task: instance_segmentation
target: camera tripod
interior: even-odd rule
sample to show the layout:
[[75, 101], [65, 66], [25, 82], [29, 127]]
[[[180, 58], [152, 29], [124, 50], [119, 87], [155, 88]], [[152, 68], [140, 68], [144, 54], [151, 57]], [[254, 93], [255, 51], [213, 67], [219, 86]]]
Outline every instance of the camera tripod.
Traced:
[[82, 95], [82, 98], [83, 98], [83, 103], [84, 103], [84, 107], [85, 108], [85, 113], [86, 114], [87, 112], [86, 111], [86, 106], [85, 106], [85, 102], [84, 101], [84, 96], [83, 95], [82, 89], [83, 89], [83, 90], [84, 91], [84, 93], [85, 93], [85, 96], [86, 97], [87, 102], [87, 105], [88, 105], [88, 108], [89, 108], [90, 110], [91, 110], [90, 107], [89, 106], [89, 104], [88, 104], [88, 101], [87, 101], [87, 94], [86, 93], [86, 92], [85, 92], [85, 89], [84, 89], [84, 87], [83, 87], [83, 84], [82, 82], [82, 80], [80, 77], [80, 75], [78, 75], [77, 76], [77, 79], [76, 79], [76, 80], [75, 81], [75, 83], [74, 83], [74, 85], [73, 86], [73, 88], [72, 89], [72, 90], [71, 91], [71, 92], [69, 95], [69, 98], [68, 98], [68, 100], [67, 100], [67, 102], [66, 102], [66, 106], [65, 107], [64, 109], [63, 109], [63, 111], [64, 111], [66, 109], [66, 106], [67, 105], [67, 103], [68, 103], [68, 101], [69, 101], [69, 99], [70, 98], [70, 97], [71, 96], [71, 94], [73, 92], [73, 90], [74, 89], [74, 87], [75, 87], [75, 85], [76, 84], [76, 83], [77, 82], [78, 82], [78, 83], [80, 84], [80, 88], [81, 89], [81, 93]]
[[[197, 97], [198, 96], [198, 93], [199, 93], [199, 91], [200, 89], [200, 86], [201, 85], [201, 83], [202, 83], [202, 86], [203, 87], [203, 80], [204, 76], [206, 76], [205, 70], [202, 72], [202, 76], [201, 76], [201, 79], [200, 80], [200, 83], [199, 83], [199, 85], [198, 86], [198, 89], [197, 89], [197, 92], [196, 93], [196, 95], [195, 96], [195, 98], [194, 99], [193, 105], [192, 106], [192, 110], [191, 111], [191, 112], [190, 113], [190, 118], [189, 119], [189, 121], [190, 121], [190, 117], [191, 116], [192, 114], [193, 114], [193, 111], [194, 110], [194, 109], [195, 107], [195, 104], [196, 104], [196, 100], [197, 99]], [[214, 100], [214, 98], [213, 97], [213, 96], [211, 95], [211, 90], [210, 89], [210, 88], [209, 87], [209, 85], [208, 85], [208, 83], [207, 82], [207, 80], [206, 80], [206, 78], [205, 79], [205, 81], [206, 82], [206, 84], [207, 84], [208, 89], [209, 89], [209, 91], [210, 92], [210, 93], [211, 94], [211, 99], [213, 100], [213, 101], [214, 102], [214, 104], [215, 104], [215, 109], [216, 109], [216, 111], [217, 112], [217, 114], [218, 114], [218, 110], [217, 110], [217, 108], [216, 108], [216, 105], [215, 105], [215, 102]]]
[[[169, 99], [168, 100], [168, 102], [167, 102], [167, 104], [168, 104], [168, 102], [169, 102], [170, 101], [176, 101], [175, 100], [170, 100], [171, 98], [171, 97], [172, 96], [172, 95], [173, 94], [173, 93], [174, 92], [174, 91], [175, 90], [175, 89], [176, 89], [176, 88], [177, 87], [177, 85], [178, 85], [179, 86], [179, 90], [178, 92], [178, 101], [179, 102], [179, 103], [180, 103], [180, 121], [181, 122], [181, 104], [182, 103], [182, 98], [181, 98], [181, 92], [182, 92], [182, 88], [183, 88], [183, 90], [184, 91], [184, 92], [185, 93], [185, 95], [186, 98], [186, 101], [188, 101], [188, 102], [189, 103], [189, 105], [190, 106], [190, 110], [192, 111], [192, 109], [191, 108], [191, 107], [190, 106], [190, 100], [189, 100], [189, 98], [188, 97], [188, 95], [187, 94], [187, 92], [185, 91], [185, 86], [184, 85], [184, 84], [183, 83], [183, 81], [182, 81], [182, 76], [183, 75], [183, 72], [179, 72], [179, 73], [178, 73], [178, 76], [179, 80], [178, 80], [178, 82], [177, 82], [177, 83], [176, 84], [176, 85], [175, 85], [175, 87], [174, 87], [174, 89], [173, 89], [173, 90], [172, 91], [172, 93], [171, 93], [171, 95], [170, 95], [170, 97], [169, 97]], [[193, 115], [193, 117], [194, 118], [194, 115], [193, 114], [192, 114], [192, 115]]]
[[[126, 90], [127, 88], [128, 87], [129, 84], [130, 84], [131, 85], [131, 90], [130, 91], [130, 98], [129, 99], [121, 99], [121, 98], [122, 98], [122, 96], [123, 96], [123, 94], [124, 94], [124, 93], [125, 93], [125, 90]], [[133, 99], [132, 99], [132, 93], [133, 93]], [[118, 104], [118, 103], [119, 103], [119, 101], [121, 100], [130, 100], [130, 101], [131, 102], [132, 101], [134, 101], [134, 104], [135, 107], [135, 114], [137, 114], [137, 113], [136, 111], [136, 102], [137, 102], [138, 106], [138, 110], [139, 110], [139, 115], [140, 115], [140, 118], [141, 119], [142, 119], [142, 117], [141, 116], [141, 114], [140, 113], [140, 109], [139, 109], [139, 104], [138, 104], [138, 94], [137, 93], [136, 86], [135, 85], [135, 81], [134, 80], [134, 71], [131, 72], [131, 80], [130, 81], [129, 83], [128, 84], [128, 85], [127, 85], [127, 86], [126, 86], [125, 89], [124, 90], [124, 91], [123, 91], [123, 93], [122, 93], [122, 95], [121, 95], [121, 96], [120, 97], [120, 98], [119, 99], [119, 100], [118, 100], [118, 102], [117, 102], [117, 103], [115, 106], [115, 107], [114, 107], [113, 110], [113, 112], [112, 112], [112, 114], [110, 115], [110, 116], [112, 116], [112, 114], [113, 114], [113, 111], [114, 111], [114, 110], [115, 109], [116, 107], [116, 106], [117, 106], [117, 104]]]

WHAT TO DO>
Retype the entries from their first line through the line that contains "[[75, 101], [65, 66], [25, 82], [29, 127]]", including both of those lines.

ANSWER TO THE TASK>
task: instance_segmentation
target: camera tripod
interior: even-odd rule
sample to show the layout:
[[75, 101], [65, 66], [25, 82], [29, 127]]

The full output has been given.